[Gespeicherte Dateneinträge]
++++++++

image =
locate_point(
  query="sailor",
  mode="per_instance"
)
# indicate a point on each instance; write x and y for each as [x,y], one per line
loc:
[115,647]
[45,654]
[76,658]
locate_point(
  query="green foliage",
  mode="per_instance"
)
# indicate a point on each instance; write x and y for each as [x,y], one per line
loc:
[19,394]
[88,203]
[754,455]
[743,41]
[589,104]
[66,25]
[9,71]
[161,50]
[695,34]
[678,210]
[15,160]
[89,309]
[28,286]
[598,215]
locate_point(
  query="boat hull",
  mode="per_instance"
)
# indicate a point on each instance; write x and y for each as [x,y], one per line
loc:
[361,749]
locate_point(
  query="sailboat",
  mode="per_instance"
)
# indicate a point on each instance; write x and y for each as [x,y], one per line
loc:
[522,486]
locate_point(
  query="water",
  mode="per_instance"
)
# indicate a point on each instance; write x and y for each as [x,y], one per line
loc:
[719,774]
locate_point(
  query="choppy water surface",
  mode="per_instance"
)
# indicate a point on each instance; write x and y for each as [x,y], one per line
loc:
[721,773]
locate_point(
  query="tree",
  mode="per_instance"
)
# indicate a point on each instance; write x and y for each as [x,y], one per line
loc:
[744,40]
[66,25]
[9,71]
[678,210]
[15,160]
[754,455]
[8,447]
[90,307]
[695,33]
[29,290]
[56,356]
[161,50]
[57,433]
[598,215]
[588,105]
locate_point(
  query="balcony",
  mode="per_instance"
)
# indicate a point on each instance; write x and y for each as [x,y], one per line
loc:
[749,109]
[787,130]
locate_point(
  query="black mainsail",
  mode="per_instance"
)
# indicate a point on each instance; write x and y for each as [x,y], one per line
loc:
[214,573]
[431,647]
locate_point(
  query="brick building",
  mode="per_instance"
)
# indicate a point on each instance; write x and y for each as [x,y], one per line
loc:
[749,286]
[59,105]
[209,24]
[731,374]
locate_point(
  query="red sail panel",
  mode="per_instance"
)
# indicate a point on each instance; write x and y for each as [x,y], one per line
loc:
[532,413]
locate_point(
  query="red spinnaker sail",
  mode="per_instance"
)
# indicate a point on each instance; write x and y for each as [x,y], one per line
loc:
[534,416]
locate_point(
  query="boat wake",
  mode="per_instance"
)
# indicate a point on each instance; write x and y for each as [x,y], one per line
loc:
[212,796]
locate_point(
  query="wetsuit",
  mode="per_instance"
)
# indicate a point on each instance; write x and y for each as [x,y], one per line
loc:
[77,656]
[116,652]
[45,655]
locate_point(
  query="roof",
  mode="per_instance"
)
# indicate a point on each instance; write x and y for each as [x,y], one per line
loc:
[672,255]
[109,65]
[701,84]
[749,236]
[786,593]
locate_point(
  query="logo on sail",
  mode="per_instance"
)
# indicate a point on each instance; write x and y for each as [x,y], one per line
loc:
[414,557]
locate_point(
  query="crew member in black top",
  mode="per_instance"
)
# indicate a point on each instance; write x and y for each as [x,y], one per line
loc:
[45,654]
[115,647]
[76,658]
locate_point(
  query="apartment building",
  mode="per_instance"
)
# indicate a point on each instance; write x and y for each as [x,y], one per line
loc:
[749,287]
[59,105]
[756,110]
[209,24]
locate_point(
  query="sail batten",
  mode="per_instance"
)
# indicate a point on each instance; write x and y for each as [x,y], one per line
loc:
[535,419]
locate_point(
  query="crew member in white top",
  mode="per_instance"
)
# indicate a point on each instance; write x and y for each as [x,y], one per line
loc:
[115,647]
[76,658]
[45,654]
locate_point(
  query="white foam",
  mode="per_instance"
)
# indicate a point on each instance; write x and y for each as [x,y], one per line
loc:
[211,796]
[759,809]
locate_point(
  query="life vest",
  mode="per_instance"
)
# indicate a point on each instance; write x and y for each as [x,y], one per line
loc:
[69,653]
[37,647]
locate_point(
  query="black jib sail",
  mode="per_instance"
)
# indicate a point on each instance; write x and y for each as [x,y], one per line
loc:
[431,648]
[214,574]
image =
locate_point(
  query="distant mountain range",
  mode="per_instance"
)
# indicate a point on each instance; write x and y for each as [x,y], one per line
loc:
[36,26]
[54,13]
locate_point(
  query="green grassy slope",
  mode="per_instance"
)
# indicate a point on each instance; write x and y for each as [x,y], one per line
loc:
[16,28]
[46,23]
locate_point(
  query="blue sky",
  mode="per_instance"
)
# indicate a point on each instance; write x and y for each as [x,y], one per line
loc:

++++++++

Sammle bitte alle Zeilen aus der Auflistung, in denen die Zeichenfolge „member“ vorkommt. Groß- und Kleinschreibung ist dabei zu beachten.

#### [Antwort]
  query="crew member in black top",
  query="crew member in white top",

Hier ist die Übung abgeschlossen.